TASK PROMPT:
In the listing below, find the line with "Study the picture above. For each instance of the red" and the line with "Study the picture above. For each instance of the man wearing". Repeat those two lines and all lines between them exactly.

[[ PROVIDED DATA, beginning ]]

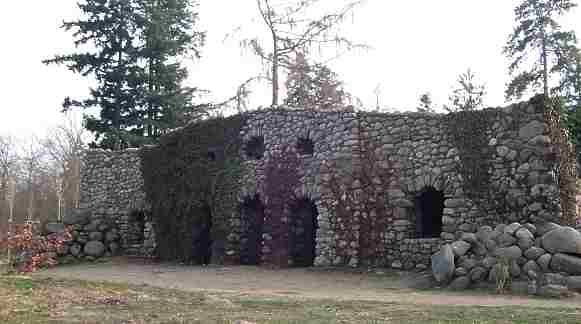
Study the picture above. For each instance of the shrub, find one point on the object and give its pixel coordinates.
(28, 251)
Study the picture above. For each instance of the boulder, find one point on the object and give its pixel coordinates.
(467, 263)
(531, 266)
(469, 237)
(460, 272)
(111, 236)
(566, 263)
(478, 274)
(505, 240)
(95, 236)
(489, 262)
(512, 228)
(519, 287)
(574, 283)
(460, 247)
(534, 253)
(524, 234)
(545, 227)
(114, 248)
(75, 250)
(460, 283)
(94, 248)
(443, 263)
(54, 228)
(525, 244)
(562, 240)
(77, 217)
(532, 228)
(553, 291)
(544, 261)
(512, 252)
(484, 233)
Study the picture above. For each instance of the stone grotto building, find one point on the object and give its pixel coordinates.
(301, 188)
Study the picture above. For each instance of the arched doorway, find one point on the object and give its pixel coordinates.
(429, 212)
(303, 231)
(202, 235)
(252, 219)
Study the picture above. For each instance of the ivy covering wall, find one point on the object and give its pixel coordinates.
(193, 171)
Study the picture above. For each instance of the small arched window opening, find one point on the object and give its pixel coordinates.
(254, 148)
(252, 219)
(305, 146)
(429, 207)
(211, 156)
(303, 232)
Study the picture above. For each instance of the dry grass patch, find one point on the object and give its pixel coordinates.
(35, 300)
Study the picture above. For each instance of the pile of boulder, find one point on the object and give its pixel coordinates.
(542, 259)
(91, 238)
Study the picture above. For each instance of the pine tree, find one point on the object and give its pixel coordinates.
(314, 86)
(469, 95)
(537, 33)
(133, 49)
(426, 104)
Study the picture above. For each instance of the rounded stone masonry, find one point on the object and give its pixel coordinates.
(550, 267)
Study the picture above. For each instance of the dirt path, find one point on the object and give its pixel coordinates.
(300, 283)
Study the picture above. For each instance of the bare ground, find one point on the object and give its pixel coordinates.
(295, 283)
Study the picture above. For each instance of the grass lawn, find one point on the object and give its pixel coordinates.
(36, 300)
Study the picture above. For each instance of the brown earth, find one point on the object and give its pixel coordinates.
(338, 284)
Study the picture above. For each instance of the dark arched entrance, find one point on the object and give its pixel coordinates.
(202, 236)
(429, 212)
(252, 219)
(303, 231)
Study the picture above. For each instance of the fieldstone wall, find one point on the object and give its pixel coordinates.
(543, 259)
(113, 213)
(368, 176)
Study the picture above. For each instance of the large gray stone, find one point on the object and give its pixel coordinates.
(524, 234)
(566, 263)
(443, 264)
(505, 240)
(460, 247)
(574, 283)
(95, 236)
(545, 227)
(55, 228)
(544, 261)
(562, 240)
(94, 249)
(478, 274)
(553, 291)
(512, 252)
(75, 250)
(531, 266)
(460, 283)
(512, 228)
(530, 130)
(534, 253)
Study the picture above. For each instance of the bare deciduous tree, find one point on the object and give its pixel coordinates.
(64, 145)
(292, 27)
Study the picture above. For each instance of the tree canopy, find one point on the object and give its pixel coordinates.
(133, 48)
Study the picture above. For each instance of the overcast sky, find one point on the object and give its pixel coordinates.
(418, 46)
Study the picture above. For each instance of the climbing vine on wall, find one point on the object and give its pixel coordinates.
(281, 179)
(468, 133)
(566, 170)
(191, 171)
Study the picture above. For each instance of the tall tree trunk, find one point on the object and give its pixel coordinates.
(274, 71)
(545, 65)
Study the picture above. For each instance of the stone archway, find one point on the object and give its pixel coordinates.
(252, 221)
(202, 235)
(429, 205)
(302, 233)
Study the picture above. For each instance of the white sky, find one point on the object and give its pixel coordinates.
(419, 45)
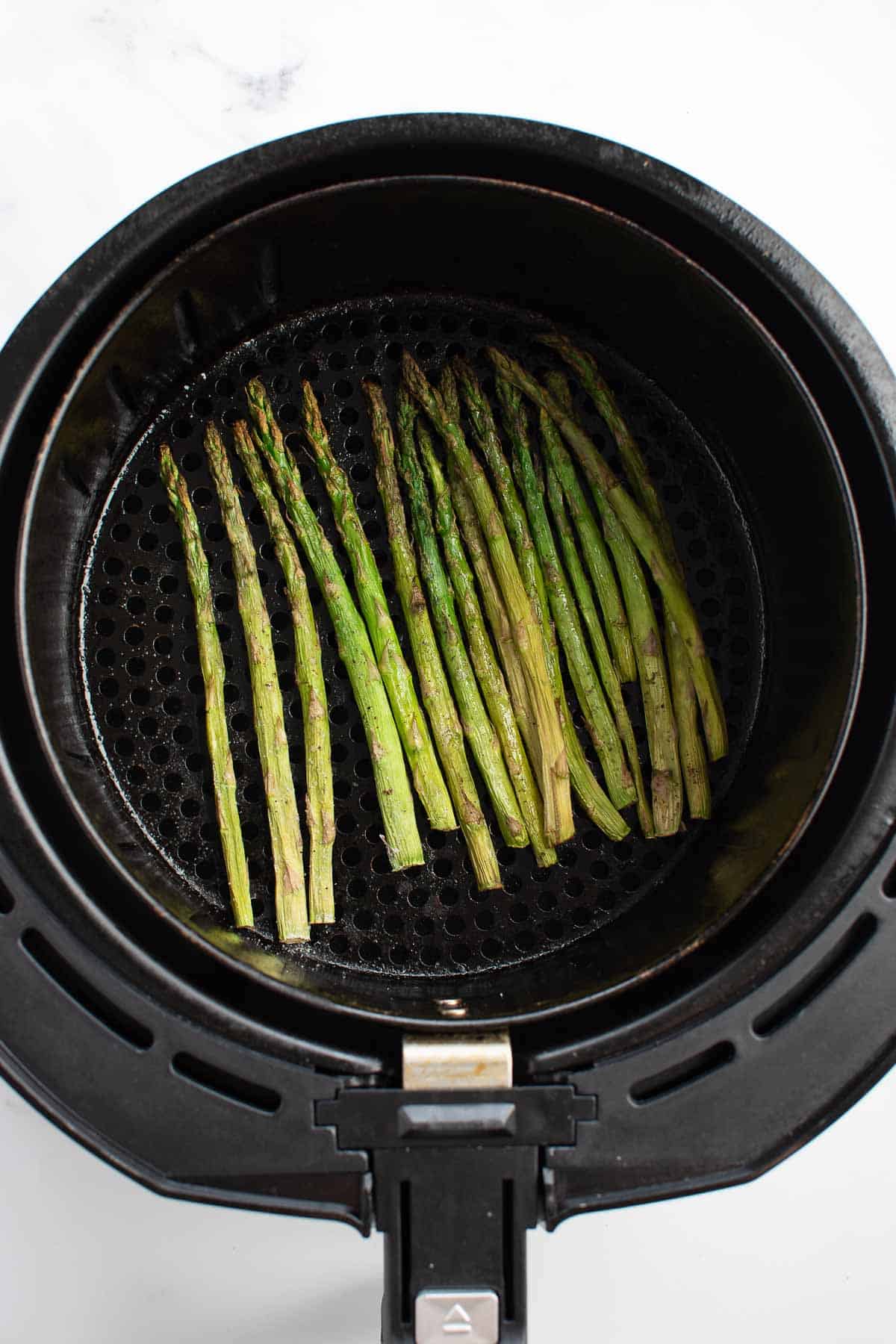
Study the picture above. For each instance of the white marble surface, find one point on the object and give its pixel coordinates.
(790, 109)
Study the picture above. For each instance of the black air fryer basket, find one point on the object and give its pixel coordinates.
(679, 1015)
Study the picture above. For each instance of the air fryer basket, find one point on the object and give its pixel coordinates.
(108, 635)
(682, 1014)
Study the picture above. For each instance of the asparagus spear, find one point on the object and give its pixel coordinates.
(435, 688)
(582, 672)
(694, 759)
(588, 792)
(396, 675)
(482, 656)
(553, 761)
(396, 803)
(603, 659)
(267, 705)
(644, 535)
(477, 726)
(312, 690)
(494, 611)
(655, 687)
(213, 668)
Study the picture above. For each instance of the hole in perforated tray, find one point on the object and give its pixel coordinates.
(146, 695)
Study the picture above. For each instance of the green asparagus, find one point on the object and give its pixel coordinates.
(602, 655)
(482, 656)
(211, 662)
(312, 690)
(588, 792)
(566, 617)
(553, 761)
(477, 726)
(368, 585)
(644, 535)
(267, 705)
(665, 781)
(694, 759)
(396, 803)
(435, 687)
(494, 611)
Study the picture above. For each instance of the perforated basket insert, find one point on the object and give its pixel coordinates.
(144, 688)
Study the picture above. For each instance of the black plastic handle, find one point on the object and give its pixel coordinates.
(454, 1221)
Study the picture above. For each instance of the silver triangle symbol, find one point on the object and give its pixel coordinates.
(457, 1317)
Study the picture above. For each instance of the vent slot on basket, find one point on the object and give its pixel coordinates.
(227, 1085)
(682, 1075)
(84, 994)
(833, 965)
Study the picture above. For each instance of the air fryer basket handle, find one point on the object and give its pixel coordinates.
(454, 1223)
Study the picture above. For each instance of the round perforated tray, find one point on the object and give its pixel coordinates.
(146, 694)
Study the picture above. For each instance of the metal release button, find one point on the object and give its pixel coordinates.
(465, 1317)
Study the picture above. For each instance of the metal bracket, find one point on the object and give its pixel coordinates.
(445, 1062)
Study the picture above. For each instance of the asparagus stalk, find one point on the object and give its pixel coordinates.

[[ PROVIDED DATA, end ]]
[[ PROVIDED DATA, beginning ]]

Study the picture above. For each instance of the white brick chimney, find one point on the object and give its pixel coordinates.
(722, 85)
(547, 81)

[[ PROVIDED DATA, end ]]
[[ PROVIDED DATA, beginning ]]

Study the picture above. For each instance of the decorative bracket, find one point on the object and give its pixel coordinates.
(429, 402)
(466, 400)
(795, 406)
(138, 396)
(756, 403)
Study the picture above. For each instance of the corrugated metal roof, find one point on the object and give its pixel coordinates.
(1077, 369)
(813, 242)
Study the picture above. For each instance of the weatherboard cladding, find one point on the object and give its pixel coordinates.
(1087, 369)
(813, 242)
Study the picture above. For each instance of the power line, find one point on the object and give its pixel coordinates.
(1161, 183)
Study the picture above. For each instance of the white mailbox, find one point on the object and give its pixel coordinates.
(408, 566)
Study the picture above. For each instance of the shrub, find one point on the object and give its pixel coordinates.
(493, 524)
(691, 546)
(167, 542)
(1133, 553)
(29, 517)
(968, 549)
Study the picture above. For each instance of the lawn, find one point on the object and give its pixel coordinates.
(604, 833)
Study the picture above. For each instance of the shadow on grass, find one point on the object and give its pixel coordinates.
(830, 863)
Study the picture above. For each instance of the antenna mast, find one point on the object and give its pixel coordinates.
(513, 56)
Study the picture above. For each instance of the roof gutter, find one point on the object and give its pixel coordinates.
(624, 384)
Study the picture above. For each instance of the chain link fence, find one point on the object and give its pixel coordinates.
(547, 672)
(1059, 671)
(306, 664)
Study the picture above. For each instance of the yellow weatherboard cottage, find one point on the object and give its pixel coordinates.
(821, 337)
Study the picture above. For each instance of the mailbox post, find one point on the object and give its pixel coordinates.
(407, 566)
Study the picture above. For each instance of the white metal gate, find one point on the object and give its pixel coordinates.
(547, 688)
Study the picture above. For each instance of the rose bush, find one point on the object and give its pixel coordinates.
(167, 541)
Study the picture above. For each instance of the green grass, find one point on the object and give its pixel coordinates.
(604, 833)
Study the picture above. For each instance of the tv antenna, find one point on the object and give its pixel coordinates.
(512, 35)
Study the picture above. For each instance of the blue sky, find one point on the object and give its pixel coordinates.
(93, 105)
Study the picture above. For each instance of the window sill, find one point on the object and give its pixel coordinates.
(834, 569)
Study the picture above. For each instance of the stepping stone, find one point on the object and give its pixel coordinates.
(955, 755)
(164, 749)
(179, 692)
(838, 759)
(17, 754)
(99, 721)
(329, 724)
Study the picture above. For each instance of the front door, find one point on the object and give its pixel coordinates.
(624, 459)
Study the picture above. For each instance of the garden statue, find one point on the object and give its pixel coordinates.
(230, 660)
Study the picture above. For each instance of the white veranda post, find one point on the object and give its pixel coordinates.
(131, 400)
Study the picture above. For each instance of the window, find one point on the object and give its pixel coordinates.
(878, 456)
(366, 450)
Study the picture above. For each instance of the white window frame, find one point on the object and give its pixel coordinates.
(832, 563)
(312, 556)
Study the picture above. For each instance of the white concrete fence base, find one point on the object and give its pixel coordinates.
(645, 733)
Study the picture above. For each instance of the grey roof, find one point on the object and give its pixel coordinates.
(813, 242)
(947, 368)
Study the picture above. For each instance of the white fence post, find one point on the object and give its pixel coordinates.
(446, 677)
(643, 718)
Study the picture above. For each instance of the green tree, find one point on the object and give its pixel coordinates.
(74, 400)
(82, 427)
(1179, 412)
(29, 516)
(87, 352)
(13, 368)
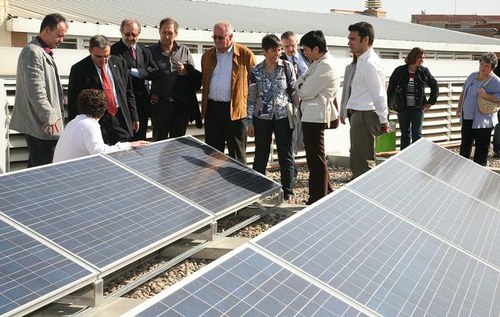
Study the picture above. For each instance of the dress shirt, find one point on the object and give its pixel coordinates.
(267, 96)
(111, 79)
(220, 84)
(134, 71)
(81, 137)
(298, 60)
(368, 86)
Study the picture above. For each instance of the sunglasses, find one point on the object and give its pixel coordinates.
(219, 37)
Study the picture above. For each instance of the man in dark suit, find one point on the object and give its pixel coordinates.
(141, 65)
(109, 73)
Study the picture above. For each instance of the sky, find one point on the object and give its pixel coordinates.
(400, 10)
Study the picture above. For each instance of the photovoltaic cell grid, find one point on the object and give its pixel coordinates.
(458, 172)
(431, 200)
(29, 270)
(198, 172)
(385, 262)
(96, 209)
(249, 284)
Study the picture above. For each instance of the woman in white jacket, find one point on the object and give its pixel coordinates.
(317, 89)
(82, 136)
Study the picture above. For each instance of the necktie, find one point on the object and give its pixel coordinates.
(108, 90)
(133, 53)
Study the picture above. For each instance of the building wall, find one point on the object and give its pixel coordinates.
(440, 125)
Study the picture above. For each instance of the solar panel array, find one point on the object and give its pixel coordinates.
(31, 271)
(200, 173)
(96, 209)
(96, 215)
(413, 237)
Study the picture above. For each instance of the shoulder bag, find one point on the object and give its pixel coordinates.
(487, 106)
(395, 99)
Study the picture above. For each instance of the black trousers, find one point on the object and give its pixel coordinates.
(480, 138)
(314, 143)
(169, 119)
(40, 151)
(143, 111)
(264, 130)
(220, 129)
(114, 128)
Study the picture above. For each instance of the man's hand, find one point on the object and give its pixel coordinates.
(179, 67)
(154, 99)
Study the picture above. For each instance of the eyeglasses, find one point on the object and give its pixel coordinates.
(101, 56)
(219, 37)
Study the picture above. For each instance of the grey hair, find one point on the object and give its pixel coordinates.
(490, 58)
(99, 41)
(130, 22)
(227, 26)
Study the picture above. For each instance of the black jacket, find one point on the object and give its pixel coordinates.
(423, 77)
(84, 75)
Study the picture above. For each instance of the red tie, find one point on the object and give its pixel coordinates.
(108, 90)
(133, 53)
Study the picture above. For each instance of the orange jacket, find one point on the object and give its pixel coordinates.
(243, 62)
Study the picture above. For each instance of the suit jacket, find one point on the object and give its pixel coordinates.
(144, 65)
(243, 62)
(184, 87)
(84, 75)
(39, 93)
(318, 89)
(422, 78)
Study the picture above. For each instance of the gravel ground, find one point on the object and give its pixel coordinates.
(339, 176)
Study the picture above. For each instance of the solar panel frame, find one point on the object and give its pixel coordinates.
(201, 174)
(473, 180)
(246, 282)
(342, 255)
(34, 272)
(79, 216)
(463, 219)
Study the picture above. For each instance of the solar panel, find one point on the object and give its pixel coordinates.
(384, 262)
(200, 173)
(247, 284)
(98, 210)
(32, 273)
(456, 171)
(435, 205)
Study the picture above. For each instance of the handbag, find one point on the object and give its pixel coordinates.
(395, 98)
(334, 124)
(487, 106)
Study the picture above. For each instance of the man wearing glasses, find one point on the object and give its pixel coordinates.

[[ PROVIDED DATA, end ]]

RESPONSE BELOW:
Study the picture above. For each instance of the red tie, find one point on the object and give its pixel coordinates.
(108, 90)
(133, 53)
Study the picture above. For each instance of the orange jacket, find one point on the object and give its pixel coordinates.
(243, 62)
Study the picture above. For each instance of the suit jacket, find one point on the object and give its pixel coordinates.
(144, 65)
(243, 62)
(184, 87)
(84, 75)
(39, 93)
(318, 89)
(422, 78)
Study the picture above. For each instance of the gravel ground, find one point on the object and give its pixel coordinates.
(339, 176)
Study the picture above. For each instance of the solar panel frame, find one point on the object and give its pixel coordinates.
(201, 174)
(473, 180)
(246, 282)
(342, 255)
(34, 272)
(79, 216)
(463, 219)
Study the picture above. For each instance of the solar panel, find one point on the object and give its pixel coordinates.
(384, 262)
(200, 173)
(247, 284)
(98, 210)
(32, 273)
(456, 171)
(435, 205)
Study the picture above. For each instance of the handbag, find one point on the object and give its pixel coordinates.
(395, 98)
(334, 124)
(487, 106)
Study the picture above. For each instance of the man wearing glasses, find one point on the object and give its pixel coordinates.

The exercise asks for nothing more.